[Collected data entries]
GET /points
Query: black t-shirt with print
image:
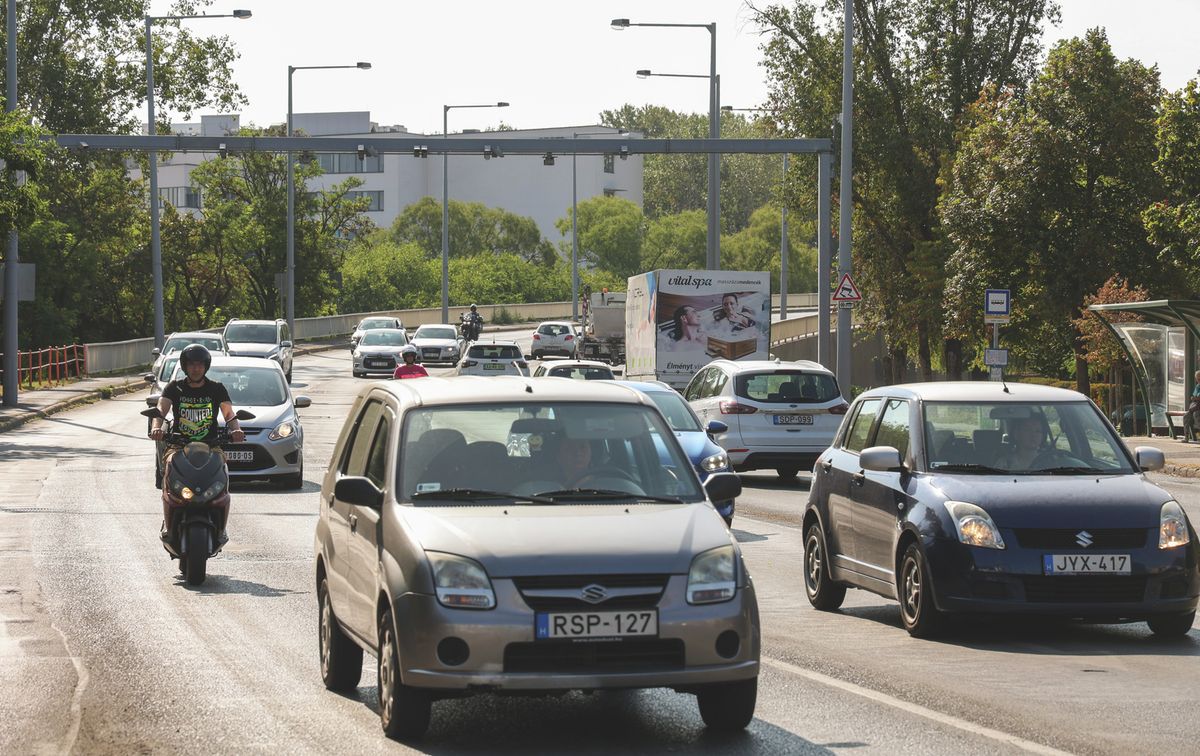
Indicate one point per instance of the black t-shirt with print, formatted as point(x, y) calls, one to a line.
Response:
point(196, 409)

EXERCISE DETAILS: A faithful copy of all the lines above is needed, with the pictures omitted.

ANSWER FOR THE TASK:
GET /points
Query: black t-shirt with print
image:
Indicate one point per instance of the black t-shirt with print, formatted as point(x, y) calls, one to a line.
Response:
point(196, 409)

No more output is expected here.